'''

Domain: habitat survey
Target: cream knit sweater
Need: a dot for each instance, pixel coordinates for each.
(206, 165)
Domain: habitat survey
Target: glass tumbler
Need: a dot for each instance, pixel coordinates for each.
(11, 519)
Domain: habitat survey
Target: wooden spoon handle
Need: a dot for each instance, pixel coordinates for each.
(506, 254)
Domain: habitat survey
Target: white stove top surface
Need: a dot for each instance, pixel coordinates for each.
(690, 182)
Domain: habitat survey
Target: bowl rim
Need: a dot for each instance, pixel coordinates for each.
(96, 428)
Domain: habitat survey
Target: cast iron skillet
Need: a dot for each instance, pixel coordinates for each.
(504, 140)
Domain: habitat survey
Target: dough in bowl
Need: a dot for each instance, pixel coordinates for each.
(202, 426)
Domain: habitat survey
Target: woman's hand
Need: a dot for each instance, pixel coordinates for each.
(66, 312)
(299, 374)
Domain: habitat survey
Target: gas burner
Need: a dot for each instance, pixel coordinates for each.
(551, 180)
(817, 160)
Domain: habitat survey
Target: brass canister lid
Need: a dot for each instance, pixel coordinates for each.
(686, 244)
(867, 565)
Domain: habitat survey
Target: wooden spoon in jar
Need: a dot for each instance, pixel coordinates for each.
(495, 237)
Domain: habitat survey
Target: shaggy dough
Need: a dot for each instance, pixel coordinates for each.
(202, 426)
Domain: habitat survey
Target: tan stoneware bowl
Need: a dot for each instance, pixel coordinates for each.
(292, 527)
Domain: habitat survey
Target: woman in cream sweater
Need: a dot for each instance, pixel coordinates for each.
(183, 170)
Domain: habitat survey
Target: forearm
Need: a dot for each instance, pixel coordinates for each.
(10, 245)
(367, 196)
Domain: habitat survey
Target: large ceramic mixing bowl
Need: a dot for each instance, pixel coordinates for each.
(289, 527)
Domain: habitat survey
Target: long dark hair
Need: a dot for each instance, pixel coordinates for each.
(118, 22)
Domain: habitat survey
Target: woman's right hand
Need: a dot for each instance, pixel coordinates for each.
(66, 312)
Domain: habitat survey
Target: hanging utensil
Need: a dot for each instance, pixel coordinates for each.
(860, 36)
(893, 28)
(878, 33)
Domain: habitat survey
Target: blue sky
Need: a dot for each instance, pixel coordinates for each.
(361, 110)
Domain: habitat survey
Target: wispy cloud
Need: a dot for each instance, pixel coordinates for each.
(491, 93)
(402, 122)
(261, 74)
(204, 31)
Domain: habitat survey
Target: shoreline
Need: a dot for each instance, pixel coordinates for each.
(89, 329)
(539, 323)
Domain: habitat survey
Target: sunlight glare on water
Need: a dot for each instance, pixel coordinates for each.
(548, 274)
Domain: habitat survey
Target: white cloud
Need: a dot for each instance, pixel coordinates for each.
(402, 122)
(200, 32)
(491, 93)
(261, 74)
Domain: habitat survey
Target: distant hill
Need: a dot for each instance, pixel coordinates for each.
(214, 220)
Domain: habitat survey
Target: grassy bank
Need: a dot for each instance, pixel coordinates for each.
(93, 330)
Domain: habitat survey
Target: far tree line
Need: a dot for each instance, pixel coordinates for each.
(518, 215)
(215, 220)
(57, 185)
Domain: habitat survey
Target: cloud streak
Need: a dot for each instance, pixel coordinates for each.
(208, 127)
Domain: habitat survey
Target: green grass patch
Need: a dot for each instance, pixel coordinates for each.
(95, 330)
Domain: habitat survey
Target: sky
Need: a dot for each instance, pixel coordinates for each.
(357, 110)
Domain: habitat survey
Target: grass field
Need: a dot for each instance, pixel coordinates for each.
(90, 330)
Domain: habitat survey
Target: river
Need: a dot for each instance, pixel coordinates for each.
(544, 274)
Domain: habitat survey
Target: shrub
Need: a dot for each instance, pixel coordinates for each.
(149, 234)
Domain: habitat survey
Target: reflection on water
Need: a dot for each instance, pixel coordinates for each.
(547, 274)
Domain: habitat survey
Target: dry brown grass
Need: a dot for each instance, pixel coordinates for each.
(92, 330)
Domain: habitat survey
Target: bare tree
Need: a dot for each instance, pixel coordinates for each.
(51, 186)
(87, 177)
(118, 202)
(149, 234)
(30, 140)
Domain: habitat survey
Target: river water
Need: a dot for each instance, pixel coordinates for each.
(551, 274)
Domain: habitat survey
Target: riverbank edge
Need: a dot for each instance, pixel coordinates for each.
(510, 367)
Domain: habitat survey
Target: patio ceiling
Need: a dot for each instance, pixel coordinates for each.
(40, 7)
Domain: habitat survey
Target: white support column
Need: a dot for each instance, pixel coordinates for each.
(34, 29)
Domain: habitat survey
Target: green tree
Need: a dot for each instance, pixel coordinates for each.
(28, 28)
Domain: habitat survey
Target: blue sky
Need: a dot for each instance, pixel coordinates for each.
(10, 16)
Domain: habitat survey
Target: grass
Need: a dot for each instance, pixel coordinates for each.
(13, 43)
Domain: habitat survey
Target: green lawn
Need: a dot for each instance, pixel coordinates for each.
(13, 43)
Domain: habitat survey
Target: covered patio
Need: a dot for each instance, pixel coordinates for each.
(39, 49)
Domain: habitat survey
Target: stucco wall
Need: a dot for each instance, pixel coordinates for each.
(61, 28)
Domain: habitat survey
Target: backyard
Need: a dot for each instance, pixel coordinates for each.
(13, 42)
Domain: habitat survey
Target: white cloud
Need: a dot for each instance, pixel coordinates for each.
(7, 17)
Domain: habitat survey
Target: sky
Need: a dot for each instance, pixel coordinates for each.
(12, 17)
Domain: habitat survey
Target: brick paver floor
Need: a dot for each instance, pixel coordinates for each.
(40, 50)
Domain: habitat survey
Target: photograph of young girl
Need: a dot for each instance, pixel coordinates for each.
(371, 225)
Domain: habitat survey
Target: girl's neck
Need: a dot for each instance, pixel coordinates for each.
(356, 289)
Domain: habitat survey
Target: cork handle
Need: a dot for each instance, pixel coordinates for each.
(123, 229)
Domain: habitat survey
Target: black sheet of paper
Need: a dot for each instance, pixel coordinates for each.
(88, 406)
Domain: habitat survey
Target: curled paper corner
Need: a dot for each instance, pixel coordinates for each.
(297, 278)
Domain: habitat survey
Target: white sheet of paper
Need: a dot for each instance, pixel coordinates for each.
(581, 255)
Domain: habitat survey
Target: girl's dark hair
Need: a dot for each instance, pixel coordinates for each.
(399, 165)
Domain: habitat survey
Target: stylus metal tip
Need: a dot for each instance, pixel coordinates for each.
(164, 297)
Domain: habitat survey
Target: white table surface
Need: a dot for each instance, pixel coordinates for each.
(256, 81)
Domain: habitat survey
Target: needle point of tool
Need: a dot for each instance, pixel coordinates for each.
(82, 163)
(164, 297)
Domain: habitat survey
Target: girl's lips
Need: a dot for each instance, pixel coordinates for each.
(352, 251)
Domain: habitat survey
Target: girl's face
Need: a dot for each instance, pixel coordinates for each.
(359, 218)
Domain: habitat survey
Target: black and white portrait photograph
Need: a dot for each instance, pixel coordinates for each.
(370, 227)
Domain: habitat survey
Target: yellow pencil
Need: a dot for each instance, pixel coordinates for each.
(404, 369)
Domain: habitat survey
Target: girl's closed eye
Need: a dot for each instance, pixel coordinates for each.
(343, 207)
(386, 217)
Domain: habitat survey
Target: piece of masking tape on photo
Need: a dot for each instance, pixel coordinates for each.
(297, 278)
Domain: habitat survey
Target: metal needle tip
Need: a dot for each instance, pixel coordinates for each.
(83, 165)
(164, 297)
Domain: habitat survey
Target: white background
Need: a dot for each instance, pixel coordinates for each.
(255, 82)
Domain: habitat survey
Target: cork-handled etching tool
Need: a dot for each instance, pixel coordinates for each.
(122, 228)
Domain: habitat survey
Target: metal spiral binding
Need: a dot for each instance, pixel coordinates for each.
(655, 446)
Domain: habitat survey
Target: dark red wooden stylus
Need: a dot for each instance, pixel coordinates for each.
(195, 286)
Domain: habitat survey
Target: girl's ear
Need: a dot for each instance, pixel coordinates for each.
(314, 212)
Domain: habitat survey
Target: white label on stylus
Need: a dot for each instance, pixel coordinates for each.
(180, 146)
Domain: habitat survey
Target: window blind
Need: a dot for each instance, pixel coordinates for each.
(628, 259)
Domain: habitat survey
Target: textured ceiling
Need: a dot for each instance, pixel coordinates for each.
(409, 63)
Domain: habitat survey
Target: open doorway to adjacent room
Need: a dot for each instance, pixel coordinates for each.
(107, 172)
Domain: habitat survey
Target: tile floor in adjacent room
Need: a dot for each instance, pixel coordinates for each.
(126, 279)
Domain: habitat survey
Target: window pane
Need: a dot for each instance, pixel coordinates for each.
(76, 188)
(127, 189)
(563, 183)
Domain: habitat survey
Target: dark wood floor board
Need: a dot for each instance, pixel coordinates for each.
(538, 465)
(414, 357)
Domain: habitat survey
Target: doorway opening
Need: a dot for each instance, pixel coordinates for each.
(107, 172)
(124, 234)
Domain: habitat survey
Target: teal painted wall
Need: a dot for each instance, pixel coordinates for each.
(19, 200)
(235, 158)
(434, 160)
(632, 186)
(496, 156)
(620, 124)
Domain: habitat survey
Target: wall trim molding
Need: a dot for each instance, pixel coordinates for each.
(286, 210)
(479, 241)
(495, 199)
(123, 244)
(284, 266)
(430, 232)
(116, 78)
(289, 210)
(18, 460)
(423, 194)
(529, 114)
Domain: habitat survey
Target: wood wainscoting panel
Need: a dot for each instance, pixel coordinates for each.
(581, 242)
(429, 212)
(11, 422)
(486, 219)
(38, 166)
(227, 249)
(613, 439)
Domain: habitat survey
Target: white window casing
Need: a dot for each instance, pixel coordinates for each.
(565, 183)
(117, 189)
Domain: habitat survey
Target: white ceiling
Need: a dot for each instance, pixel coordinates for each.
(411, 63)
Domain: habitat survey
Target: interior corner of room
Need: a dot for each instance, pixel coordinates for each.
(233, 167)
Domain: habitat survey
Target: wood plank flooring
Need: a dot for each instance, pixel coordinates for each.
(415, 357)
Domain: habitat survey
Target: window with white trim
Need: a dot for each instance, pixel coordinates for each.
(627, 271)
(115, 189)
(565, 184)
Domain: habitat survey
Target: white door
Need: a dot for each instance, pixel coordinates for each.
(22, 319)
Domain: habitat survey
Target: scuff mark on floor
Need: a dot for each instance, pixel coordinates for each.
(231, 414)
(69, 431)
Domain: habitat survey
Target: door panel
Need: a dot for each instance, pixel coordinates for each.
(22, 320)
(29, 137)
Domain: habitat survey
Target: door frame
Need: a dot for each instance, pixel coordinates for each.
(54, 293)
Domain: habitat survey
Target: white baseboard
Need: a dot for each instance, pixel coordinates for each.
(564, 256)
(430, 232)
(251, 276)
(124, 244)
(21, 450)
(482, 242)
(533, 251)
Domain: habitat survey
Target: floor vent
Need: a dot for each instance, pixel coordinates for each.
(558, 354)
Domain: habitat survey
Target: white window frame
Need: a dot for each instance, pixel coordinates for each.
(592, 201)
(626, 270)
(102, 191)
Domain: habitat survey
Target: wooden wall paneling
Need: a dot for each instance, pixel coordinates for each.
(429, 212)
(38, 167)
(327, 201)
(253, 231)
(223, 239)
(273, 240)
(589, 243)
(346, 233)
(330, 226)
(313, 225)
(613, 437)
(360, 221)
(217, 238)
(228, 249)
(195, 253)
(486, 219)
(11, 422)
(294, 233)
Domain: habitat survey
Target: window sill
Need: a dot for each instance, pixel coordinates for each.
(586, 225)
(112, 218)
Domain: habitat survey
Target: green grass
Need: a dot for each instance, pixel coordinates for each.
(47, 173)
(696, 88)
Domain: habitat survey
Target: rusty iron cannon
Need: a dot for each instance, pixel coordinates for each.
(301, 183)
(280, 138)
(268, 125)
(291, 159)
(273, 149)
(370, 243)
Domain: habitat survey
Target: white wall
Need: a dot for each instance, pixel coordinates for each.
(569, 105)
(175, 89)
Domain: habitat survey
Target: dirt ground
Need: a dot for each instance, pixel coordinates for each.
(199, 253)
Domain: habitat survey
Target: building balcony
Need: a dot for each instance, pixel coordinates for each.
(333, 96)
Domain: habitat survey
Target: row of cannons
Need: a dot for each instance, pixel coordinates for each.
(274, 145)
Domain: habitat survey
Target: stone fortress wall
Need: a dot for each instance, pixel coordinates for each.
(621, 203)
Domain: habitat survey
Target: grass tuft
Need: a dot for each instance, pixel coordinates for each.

'''

**PROMPT**. Tally the lines above that contain the string "dough", treating uppercase and lowercase as distinct, and give only the resulting number.

**EXPECTED ANSWER**. 2